▶ [WHAT YOU ARE ASKED TO DO]
Rewrite the stretch of the recorder database thread from "How to keep" through "graphed gets included.", changing "Grafana" to "dashboards".

▶ [DOCUMENT SECTION]
How to keep your recorder database size under control

Wingnut · March 2, 2024, 4:20pm

So just create an explicit list of includes?
I guess I could look at my Grafana and make sure everything I’ve graphed gets included.

petro · March 2, 2024, 4:23pm

Yes, it works well and the management is not near as bad as people in this thread make it out to be. I touch my setup maybe twice a year at most. Most things I add at this stage in my system don’t require history. And if they do, I just have to add the specific entities to the file. Yes it would be nice to have it automated, but it’s really not saving any time by going that route. Maybe in 5 years the accumulated time I spend adding to the include list will be greater than the hour(s) it might take to create an automation.

Wingnut · March 2, 2024, 4:29pm

Thanks. I’ll get on to it.

▶ [DATA BLOCK]
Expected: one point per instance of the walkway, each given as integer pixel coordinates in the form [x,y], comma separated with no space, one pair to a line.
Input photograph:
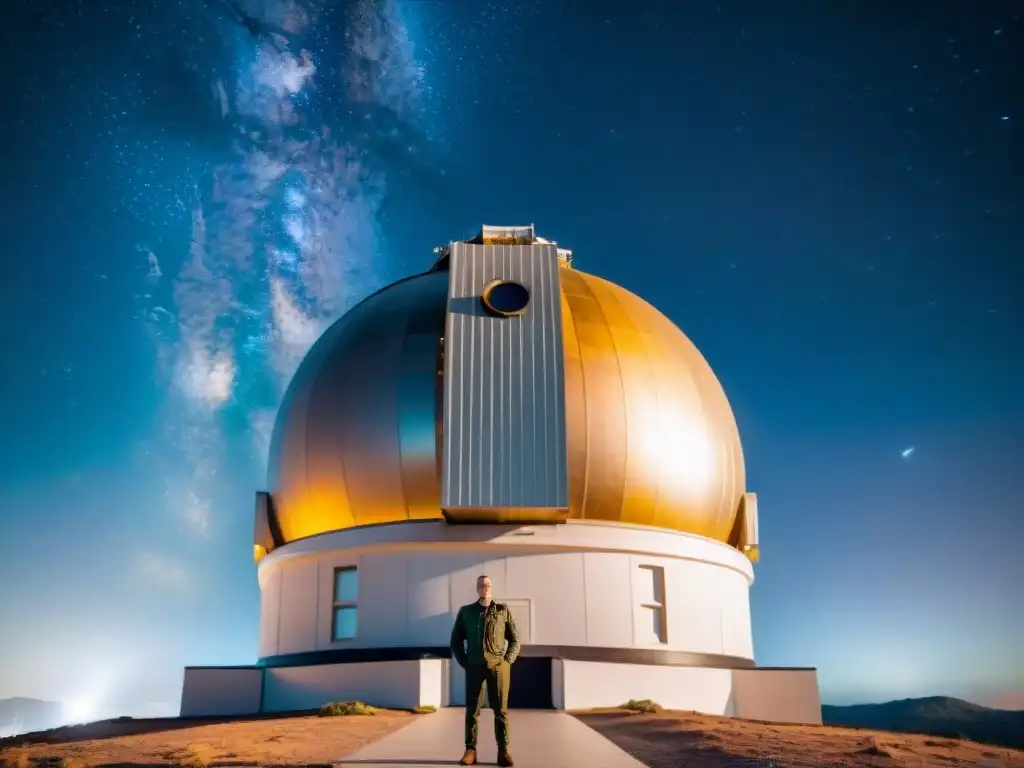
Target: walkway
[541,738]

▶ [RESPONSE FOR THIS EXERCISE]
How to keep your recorder database size under control

Wingnut · March 2, 2024, 4:20pm

So just create an explicit list of includes?
I guess I could look at my dashboards and make sure everything I’ve graphed gets included.